(EXCERPT TO READ)
# Bartok vs stravinsky



## deprofundis (Apr 25, 2014)

Seem there sonic universe are similar in term of power and atmosphere correct me if i am wrong 
Bartók had the miraculeous mandarin suite and Stravinsky had spring rites, meaning there ballet 
Kick *** .Than the music is different but the ambience is similar whit other work if you compared
em, well maybe...

But i preffer Bartók over Stravinsky, maybe i did heard enought Stravinsky to says this but for me Bartók has more to offer for my lisening pleasure.

Stravinsky kinda annoy me sometime for a reason , that i can't point out.. 
Who whit me on this or understand what i am saying, about this observation.

Have a nice day folks :tiphat:

p.s Than i bet a pizza someone will says the opposite that im wrong and that Stravinsky is way better than Bartók ockay sir maybe for you sir or madam we live in a democracy.


----------



## hpowders (Dec 23, 2013)

Not from me! I completely agree with you. I prefer Bartók over Stravinsky too.


----------



## DiesIraeCX (Jul 21, 2014)

I'm offended that you didn't make this a poll, but I suppose I'll participate. 

Bartok, by a hair. Or two.

Edit: I'm referring to who is my favorite of the two. Not who's the better composer, in which case, I'd give it to Stravinsky. Also, my favorite single composition from either of them is far and away the _Rite_.


----------



## Mahlerian (Nov 27, 2012)

Stravinsky by a mile, not because Bartok is not a great composer, but because Stravinsky is far and away one of the best composers of all time. That's hard to compete with.


----------



## GreenMamba (Oct 14, 2012)

I am big fans of both, but prefer Igor. More variety over the course of his career. 

However, Bartok wrote simple piano pieces that I can play. So that's in his favor.


----------



## manyene (Feb 7, 2015)

Bartok, by many curls of hair. I don't think Stravinsky wrote anything to match the philosophical insight of Bartok's 'Bluebeard's Castle' into the human subconscious. Also, I find his various changes of style throughout his career lessen the overall achievement of his music-he is a bit of a chameleon. 

The 'Rite of Spring' set a standard for the 'primitive ' in music , but I find Prokofiev's Scythian Suite more 'barbaric' and better orchestrated as well.

(OBJECTIVE 1) Update the Bartók versus Stravinsky thread from "I am big fans" up to and including "(Feb 7, 2015)", putting "Stravinsky" in place of "Igor".
(OBJECTIVE 2) Carry on the Bartók versus Stravinsky thread beyond its last sentence.

(Labeled area outline entries)
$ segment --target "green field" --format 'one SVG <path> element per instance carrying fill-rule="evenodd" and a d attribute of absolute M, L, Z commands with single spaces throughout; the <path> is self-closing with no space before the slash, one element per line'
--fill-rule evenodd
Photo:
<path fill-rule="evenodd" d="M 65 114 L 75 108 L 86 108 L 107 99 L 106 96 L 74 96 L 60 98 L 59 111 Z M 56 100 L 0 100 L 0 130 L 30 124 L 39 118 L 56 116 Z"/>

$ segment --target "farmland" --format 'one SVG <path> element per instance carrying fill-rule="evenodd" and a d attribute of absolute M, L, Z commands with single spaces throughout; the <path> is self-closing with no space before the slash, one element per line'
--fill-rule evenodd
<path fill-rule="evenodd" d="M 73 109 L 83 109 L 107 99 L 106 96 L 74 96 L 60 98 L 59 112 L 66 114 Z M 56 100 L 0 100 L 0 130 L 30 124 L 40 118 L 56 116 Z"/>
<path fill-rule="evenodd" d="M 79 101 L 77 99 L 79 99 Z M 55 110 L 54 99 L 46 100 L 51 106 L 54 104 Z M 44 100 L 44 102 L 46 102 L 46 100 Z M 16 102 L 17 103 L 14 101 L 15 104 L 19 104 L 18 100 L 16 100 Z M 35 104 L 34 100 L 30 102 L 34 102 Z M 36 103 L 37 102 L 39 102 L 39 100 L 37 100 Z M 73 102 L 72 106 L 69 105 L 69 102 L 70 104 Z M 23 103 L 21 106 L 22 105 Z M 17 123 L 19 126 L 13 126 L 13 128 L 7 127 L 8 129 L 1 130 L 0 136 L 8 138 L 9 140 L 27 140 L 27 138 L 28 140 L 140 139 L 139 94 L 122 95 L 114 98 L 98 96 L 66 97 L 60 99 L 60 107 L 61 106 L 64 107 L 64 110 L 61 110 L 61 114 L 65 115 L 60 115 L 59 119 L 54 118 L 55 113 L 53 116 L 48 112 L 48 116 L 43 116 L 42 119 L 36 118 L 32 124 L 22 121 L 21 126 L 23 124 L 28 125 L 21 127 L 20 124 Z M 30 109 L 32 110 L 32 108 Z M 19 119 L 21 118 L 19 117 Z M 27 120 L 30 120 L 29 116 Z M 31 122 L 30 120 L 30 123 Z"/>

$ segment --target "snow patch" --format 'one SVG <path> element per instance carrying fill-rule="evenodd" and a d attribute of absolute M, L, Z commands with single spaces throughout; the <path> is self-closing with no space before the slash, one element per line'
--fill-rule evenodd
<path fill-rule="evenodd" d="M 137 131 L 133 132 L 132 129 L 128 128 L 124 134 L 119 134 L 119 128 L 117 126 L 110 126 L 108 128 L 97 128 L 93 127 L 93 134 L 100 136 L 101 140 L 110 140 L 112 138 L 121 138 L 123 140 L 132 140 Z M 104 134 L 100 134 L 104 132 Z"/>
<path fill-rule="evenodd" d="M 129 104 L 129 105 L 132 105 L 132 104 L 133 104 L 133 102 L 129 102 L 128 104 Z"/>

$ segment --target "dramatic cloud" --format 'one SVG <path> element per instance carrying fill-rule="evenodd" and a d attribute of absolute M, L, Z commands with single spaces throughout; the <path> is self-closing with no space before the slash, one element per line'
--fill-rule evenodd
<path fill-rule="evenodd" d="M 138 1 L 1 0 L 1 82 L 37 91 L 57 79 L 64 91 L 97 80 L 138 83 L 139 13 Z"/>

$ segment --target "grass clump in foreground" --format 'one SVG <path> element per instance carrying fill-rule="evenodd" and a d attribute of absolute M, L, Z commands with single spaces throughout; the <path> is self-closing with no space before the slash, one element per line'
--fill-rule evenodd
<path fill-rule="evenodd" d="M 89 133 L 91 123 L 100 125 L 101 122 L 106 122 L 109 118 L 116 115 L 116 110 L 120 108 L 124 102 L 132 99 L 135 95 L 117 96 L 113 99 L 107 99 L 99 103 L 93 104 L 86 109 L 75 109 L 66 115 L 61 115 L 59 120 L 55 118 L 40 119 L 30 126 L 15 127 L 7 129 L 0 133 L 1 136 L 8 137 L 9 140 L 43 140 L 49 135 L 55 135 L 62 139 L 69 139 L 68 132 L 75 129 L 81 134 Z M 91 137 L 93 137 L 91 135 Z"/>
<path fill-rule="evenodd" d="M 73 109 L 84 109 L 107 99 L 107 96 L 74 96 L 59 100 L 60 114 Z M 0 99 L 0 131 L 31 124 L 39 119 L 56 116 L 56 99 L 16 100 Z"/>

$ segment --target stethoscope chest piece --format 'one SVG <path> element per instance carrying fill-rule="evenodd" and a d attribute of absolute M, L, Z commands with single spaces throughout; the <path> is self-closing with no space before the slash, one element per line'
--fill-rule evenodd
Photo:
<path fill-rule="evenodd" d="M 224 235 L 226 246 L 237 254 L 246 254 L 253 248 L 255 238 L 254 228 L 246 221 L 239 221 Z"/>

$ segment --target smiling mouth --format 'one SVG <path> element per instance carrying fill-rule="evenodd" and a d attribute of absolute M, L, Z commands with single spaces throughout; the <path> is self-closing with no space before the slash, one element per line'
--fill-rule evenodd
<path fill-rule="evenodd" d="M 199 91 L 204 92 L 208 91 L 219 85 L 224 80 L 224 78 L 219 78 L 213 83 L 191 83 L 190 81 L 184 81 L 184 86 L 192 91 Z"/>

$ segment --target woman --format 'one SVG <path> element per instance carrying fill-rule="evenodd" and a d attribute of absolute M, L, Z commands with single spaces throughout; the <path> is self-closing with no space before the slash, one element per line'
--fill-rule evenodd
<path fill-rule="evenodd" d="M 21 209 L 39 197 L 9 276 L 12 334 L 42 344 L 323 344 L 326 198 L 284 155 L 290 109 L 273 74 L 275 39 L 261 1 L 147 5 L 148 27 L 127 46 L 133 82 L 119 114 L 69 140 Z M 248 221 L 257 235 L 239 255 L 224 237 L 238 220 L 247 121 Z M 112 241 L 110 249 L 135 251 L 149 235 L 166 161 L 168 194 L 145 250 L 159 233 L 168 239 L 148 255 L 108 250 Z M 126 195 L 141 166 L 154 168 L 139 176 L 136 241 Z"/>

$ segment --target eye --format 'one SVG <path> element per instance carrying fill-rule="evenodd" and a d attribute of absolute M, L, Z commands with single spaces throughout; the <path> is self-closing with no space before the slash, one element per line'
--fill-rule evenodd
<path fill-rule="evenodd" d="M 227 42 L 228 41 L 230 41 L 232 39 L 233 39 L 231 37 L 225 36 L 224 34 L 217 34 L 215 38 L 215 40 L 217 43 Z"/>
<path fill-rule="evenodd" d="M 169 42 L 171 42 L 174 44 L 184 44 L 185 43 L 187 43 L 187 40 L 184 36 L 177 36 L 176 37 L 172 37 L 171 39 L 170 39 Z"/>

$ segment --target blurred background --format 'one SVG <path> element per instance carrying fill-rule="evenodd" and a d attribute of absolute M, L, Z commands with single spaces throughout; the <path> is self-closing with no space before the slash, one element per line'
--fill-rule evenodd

(ANSWER 1)
I am big fans of both, but prefer Stravinsky. More variety over the course of his career. 

However, Bartok wrote simple piano pieces that I can play. So that's in his favor.


----------



## manyene (Feb 7, 2015)

(ANSWER 2)
----------



## Ukko (Jun 4, 2010)

What does this local popularity of the 'versus' format indicate? Shouldn't there be evidence of conflict somewhere - besides in someone's head?


----------



## Mahlerian (Nov 27, 2012)

manyene said:


> Bartok, by many curls of hair. I don't think Stravinsky wrote anything to match the philosophical insight of Bartok's 'Bluebeard's Castle' into the human subconscious. Also, I find his various changes of style throughout his career lessen the overall achievement of his music-*he is a bit of a chameleon.*


But it all still sounds like Stravinsky.

The composer of Petrushka, The Rite of Spring, Les Noces, The Soldier's Tale, the Octet, Oedipus Rex, Apollo, the Violin Concerto, Duo Concertant, the Symphony in C, the Concerto for Two Pianos, the Mass, Orpheus, The Rake's Progress, Threni, Movements for Piano and Orchestra, The Dove Descending, and Requiem Canticles clearly has a distinct personality that refuses to be subsumed no matter how many influences it takes in.

Even his arrangements end up sounding like Stravinsky.


----------



## Blancrocher (Jul 6, 2013)

Ukko said:


> What does this local popularity of the 'versus' format indicate? Shouldn't there be evidence of conflict somewhere - besides in someone's head?


Maybe we need less "versus" and more verses?

*ahem*

Roses are red, 
violets are blue--
_You_ may like Bartok, 
But Stravinsky's good too!


----------



## Gaspard de la Nuit (Oct 20, 2014)

manyene said:


> The 'Rite of Spring' set a standard for the 'primitive ' in music , but I find Prokofiev's Scythian Suite more 'barbaric' and better orchestrated as well.


I love Scythian suite.....it's as picturesque and imaginative as the rite, I would say...definitely my favorite Prokofiev.


----------



## hpowders (Dec 23, 2013)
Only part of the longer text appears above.